SET PROBLEM: Convert the rows below into a numbered list, leaving out any blank lines.
────────────────
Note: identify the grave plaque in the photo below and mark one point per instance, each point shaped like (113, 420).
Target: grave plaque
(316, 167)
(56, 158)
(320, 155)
────────────────
COMPLETED TASK:
1. Note: identify the grave plaque in the photo below and mark one point per instance, each point shaped like (113, 420).
2. Target: grave plaque
3. (316, 167)
4. (56, 158)
5. (320, 155)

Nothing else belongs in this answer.